Exercises —
[a] In the Ebola vaccine excerpt, which institute does Jean-Jacques Muyembe-Tamfum direct?
[b] Turn the paragraph of the Ebola vaccine excerpt that begins "Boum, who is based in Yaoundé" into a short bulleted list that keeps its main facts.
[c] Continue the Ebola vaccine excerpt, starting after its final sentence.

Extract provided —
○ ○ ○ ○ ○

Jean-Jacques Muyembe-Tamfum, director of the National Institute of Biomedical Research in Kinshasa and a principal investigator of the vaccine study, says the immunizations also had a positive effect on frontline responders, who were offered the shot. “At the beginning, there was a kind of a panic among the health care workers,” says Muyembe-Tamfum, who has helped respond to all of the DRC’s Ebola outbreaks since the disease surfaced there in 1976. “With the arrival of the vaccine, the health care workers had more confidence that they could stay and work in the hospitals.” Another lead investigator of the vaccine study, microbiologist Yap Boum of Doctors Without Borders, said the vaccine study also trained a lot of Congolese responders. “Building that capacity is really critical,” Boum says. “It will ensure that the next time there’s an outbreak in DRC, they’ll know how to use the vaccine and they won’t need as much support.”
Boum, who is based in Yaoundé, helped run a controlled study of the vaccine in Guinea in 2015, at the tail end of the West African epidemic, that found no infections in the thousands of people who received it. Merck, which makes the vaccine—a harmless livestock virus engineered to carry a gene for the Ebolavirus surface protein—plans to file for regulatory approval next year; that would allow routine use of the vaccine outside of cumbersome clinical trials. The current study may not influence the licensing decision, but no downsides surfaced, says Seth Berkley, who heads Gavi, the Vaccine Alliance, a Geneva-based nonprofit that has paid Merck to build a vaccine stockpile and helped fund the current study. “We’ve added a real field experience and there were not any significant adverse events,” he says.

○ ○ ○ ○ ○

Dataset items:
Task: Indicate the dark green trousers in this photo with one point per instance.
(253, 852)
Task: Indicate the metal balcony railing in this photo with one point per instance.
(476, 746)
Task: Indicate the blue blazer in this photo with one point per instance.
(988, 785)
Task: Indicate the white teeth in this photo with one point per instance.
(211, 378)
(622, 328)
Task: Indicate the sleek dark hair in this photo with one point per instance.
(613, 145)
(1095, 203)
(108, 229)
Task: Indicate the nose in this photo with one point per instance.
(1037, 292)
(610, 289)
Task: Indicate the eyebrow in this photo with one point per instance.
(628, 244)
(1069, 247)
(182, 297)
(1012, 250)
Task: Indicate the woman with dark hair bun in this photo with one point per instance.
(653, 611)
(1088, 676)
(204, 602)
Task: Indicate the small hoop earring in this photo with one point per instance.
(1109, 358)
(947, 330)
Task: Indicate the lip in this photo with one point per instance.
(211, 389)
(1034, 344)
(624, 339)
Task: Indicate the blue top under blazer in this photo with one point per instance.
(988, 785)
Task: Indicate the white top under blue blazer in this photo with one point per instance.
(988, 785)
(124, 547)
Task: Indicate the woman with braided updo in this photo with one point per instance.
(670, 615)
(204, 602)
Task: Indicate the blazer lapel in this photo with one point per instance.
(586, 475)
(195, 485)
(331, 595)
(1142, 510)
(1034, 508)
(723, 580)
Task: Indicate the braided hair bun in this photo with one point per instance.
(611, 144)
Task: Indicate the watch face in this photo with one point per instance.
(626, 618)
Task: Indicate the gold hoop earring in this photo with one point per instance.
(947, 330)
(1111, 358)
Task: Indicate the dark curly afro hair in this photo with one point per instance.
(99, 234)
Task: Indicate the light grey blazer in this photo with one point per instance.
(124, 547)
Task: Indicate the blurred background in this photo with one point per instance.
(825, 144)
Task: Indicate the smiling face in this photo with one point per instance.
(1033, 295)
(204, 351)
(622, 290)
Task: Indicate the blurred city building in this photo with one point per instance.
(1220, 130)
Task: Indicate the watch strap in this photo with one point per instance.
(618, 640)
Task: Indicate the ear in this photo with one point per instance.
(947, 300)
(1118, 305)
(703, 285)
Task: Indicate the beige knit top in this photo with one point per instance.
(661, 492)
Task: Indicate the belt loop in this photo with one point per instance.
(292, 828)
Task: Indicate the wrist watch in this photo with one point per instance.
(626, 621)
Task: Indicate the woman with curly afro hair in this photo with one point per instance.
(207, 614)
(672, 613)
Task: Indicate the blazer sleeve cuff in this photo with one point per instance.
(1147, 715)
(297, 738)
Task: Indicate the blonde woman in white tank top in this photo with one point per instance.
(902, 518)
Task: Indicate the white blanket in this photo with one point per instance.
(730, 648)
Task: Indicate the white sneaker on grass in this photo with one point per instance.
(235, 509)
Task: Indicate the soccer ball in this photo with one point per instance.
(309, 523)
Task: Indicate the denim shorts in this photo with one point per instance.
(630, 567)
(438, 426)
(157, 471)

○ ○ ○ ○ ○

Answers for this exercise —
[a] The National Institute of Biomedical Research in Kinshasa.

[b]
- Boum, based in Yaoundé, helped run a controlled study of the vaccine in Guinea in 2015, near the end of the West African epidemic, which found no infections among the thousands who received it.
- Merck makes the vaccine, a harmless livestock virus engineered to carry a gene for the Ebolavirus surface protein.
- Merck plans to file for regulatory approval next year, which would allow routine use outside clinical trials.
- Seth Berkley, head of Gavi, the Vaccine Alliance, says the current study may not influence licensing but revealed no downsides and no significant adverse events.
- Gavi, a Geneva-based nonprofit, has paid Merck to build a vaccine stockpile and helped fund the current study.

[c]
More data could come from a study by epidemiologist Anne Rimoin of the University of California, Los Angeles, and Congolese researchers. To track the magnitude and duration of immune responses triggered by the shots, the team has taken blood samples from some 1000 vaccinated people and will continue to test them for at least a year. Comparing their immune responses with those of unvaccinated people could reveal signs that the vaccine provoked a protective response. “Transmission is always going to be halted using a variety of methods, and we hope to see this vaccine played a role as well,” says Rimoin, who has worked in the DRC for 15 years.
If so, it is likely to play a bigger role in fighting future outbreaks. Muyembe-Tamfum thinks the DRC should consider vaccinating health workers preemptively, wherever the virus has surfaced in the past. The educational benefits of a vaccine campaign may also factor in: Early in this outbreak, a few patients fled Ebola treatment centers, some unsafe burials continued, and Boum says response teams still encountered “the idea the disease was mystical or due to witchcraft.”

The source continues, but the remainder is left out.